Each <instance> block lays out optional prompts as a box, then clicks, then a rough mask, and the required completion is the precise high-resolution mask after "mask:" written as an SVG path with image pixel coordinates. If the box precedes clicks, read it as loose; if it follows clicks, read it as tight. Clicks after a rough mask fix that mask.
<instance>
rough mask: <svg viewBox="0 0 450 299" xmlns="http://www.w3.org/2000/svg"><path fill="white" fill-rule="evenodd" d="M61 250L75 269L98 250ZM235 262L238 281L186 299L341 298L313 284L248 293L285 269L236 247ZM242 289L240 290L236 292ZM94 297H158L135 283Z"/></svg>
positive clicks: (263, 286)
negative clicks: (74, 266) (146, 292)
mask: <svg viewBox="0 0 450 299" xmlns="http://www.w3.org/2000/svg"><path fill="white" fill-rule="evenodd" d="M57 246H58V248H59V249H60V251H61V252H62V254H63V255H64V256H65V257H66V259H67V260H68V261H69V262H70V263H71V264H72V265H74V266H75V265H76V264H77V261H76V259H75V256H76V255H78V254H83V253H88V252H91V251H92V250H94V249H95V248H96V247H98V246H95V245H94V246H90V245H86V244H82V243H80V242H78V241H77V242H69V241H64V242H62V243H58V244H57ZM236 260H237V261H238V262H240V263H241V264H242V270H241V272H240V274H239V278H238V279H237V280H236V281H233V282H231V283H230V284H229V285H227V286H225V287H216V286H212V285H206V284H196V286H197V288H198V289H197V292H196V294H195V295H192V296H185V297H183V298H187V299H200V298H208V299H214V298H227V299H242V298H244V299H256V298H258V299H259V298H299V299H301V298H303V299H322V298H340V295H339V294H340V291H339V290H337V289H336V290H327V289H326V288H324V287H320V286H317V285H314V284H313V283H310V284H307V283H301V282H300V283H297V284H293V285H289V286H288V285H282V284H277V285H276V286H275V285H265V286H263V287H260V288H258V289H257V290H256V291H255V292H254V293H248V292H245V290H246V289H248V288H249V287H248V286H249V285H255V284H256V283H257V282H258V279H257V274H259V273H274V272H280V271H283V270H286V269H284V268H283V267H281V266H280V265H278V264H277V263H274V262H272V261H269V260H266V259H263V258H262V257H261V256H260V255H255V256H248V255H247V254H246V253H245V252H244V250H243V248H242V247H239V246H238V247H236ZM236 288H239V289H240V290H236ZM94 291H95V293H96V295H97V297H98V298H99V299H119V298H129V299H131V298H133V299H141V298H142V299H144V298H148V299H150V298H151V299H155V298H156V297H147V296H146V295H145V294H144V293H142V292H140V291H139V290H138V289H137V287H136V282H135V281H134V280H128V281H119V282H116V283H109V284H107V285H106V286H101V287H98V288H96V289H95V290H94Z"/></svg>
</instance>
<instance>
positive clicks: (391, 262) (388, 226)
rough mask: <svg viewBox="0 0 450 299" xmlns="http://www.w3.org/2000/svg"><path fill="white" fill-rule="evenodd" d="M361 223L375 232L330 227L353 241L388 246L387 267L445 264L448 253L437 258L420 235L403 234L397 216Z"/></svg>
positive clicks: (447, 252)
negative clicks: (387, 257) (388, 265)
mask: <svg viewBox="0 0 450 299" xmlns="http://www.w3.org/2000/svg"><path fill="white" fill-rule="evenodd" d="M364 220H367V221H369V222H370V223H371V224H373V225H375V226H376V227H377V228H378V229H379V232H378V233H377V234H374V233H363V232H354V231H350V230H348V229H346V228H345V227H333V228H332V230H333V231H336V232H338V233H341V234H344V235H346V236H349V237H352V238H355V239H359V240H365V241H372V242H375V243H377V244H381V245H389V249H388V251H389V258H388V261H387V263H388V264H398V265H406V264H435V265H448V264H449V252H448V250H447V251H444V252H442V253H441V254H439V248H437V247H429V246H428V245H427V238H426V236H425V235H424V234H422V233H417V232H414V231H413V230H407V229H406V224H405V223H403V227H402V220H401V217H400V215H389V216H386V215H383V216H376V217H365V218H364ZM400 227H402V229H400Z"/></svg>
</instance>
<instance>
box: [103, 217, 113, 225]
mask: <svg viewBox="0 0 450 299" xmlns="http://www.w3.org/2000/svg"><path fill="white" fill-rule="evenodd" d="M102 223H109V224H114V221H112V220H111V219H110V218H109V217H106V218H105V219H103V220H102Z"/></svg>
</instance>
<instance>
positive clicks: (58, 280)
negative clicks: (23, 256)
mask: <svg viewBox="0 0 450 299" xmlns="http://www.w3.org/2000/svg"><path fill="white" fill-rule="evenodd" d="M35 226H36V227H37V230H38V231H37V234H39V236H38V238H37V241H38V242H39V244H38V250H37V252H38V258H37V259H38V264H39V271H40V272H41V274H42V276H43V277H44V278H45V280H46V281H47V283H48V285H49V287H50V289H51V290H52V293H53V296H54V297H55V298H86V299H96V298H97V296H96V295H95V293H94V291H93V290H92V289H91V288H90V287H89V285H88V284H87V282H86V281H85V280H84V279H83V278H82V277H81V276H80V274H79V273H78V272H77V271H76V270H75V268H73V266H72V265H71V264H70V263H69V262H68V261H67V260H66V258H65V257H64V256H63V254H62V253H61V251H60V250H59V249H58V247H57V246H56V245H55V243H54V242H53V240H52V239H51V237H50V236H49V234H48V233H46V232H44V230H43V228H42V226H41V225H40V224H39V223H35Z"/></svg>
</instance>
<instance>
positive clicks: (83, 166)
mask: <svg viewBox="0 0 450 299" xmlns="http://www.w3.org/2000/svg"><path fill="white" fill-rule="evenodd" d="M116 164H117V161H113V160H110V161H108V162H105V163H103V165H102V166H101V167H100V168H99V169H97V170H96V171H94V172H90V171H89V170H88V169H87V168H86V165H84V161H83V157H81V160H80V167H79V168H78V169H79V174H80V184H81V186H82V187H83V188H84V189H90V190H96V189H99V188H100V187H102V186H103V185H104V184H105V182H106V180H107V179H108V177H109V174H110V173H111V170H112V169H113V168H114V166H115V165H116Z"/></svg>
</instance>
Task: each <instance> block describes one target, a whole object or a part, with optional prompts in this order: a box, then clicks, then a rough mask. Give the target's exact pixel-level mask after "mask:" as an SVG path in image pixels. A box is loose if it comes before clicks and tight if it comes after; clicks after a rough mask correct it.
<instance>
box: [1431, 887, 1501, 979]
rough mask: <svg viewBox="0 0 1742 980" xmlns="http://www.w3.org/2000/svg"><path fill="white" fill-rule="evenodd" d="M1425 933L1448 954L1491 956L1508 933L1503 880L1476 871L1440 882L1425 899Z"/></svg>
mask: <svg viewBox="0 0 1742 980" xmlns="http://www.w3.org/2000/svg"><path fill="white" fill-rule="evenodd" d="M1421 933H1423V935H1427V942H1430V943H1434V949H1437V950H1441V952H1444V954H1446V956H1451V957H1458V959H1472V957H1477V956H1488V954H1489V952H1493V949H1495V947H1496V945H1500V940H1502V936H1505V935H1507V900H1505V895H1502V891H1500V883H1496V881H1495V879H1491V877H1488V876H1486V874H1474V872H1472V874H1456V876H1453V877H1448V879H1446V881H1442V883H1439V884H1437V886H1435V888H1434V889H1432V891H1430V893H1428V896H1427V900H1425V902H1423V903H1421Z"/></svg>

========================

◆ **What is needed**
Please, from the entries above, set down exactly the lines from the one containing "250L75 269L98 250ZM235" through the one containing "positive clicks: (263, 286)", and only those.

◆ **Answer to this problem**
rough mask: <svg viewBox="0 0 450 299" xmlns="http://www.w3.org/2000/svg"><path fill="white" fill-rule="evenodd" d="M61 250L75 269L98 250ZM235 262L238 281L186 299L341 298L313 284L248 293L285 269L236 247ZM242 289L240 290L236 292ZM94 297H158L135 283Z"/></svg>
positive clicks: (263, 286)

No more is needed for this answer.